◆ Required work ◆
Reproduce all of the records exactly.

Stored data entries:
╔══

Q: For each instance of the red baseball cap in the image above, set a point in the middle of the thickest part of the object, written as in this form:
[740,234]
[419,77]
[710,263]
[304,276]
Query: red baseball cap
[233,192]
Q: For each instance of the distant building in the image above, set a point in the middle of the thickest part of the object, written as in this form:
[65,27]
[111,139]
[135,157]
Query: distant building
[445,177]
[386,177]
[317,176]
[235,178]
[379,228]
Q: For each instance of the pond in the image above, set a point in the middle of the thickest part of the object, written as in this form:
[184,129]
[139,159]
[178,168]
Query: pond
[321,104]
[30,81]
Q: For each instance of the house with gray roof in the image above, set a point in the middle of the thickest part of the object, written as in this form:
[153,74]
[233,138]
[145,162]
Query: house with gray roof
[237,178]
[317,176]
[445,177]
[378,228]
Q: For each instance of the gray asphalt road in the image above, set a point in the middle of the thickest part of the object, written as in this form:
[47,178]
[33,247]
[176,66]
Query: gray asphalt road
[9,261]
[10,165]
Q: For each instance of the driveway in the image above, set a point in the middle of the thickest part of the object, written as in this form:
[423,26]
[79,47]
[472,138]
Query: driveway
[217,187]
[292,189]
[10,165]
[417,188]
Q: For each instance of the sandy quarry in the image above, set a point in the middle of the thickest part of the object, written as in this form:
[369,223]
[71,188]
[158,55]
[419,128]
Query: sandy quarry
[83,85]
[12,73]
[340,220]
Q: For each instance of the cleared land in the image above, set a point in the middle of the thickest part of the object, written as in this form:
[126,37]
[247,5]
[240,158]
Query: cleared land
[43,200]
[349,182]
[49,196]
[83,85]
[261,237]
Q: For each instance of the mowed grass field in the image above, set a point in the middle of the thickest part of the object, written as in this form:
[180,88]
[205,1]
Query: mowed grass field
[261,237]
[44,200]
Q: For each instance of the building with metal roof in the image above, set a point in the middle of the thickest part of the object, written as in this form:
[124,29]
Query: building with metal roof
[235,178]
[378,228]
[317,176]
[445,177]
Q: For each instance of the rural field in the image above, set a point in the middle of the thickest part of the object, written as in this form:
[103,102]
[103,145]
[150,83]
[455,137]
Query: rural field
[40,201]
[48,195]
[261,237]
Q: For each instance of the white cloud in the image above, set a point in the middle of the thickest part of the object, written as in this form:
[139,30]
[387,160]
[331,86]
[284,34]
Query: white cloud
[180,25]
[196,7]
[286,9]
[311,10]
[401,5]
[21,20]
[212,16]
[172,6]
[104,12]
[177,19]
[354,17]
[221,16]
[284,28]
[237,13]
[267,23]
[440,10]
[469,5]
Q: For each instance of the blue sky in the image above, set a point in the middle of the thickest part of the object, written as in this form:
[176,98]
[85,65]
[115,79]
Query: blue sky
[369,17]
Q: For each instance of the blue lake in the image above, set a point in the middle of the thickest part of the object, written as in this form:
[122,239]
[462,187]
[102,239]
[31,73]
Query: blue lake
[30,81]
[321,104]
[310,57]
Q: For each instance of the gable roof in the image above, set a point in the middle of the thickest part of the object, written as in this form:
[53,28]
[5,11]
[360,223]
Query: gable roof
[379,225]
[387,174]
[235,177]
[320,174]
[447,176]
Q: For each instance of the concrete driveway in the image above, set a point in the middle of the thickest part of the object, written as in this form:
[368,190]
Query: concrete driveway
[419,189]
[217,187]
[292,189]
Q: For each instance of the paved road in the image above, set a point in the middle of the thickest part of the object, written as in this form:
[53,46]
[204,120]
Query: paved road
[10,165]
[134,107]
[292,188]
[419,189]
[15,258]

╚══

◆ Result ◆
Q: For each instance of the red baseball cap in the image above, set a point in the middle of the thickest part of the object, written as in this form:
[740,234]
[419,77]
[710,263]
[304,276]
Query: red baseball cap
[233,192]
Q: For each instance of the distant building in the image above, set a point in the middle of the thickest part of the object, written as in this form:
[65,27]
[111,139]
[135,157]
Query: distant building
[445,177]
[386,177]
[317,176]
[235,178]
[379,228]
Q: For each instance of the pond in the image above, set a point in the middle of the thickest part of the object, written as in this form:
[184,129]
[139,159]
[178,168]
Query: pond
[321,104]
[30,81]
Q: For each instance of the house with gray roof in the image above, set a point in the middle of the thickest part of the object, written as in this form:
[153,74]
[233,138]
[145,162]
Query: house with gray roof
[237,178]
[317,176]
[445,177]
[378,228]
Q: For each instance of the gray asphalt road in the image above, set a point in the middle of the thickest part of the object, written as in this form:
[47,178]
[33,247]
[176,66]
Query: gray asphalt road
[9,261]
[10,165]
Q: For each instance of the driveway in the image above, set a point in the middle of the thickest part of the object, written as in this form:
[423,26]
[79,47]
[472,138]
Query: driveway
[217,187]
[292,189]
[10,165]
[417,188]
Q: For each instance of the sandy quarry in the image above, set a point in the middle of the thickest part of the object, written as in this form:
[369,223]
[71,188]
[158,55]
[419,128]
Query: sandy quarry
[83,85]
[12,73]
[340,220]
Q: For each instance of the cleared land in the image above, set a point in the middle of the thickest part of the object, written as in this form:
[126,37]
[247,5]
[240,158]
Query: cleared land
[43,200]
[349,182]
[49,196]
[83,85]
[261,237]
Q: For each instance of the mowed grass field in the image above, set a point in the middle of the thickest part of the object, written as in this form:
[180,88]
[205,1]
Query: mowed grass field
[261,237]
[44,200]
Q: For each instance of the building with metal roof in the image above, set a point in the middle of the thickest part of the object, written as in this form:
[124,29]
Query: building with metal roof
[235,178]
[378,228]
[317,176]
[445,177]
Q: For each instance of the rural field in the image above, set a point in the middle of the thickest part of the object, written as in this form:
[103,102]
[103,145]
[150,83]
[455,137]
Query: rural field
[40,201]
[48,195]
[261,237]
Q: For each instance of the white cloud in the image above, set a point in the middle of the thickest part of the object, written as in this form:
[139,30]
[387,160]
[331,86]
[284,34]
Query: white cloud
[180,25]
[196,7]
[286,9]
[311,10]
[401,5]
[21,20]
[212,16]
[172,6]
[104,12]
[177,19]
[354,17]
[221,16]
[284,28]
[237,13]
[267,23]
[440,10]
[469,5]
Q: For each instance of the blue sky in the image above, set a point in the middle of the thickest part of the object, written as in this form:
[176,98]
[85,65]
[115,79]
Query: blue sky
[369,17]
Q: For each instance of the blue lake in the image above, set a point in the middle of the thickest part of the object, written as in this form:
[122,239]
[462,187]
[102,239]
[31,73]
Query: blue lake
[30,81]
[321,104]
[310,57]
Q: For each instance of the gable roof in the image above, set a point in the middle of the thickest part of the object, written as in this form:
[53,28]
[5,11]
[360,223]
Query: gable roof
[379,225]
[387,174]
[235,177]
[320,174]
[447,176]
Q: For each instance of the concrete driveway in the image above, set a point in the middle of the thickest part of the object, written as in this form:
[368,190]
Query: concrete driveway
[419,189]
[217,187]
[292,189]
Q: For each instance of the paved road in the image above, set a point in the middle of the thickest part of the object, written as in this form:
[53,46]
[204,120]
Query: paved road
[10,165]
[134,107]
[292,188]
[419,189]
[15,258]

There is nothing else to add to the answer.